***** Exercise inputs *****
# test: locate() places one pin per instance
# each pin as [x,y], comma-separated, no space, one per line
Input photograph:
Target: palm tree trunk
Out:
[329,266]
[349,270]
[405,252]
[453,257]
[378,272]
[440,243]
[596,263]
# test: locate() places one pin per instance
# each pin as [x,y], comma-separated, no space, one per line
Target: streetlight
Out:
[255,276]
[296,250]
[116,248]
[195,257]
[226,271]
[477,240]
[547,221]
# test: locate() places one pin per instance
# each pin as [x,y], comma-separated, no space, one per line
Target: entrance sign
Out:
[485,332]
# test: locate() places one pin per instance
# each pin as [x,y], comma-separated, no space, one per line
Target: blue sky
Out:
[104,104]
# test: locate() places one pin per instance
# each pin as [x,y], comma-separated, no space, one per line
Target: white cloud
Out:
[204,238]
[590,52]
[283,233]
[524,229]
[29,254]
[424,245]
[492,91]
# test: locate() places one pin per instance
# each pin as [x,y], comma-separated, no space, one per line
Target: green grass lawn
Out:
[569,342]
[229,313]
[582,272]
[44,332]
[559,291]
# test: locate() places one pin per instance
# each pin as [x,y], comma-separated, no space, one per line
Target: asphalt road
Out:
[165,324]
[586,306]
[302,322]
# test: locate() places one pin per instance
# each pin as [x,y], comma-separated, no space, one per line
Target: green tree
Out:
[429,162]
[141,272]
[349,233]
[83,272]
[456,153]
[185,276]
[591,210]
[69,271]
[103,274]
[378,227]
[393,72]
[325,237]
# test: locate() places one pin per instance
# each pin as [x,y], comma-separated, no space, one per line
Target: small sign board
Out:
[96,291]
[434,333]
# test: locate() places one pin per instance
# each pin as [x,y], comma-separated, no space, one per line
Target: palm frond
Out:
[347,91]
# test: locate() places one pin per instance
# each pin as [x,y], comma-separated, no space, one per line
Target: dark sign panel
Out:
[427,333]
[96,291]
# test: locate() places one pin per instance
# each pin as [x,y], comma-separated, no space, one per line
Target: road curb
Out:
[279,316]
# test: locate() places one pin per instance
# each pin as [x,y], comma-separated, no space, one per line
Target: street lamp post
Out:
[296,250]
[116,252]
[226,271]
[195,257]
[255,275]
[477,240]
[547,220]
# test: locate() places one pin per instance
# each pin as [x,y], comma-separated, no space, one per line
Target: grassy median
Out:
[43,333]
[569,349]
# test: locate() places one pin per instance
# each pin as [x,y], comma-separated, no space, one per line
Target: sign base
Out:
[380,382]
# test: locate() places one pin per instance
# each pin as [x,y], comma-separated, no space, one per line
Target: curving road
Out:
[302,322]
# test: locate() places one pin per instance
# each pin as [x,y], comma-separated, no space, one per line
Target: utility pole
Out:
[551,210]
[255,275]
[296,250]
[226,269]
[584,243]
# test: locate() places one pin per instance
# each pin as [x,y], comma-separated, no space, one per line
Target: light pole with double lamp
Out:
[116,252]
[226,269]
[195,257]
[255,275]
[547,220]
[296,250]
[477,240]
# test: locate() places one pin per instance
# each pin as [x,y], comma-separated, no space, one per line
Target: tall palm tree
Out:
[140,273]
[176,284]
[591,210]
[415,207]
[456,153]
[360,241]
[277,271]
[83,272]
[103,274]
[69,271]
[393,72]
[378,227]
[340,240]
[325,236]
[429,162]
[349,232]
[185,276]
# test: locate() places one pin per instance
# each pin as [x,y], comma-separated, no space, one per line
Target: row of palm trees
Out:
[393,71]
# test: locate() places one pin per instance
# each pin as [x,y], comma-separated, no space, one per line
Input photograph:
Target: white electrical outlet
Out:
*****
Task description
Search the records for the string "white" and report each line that has it.

Problem solution
Target: white cloud
Target: white electrical outlet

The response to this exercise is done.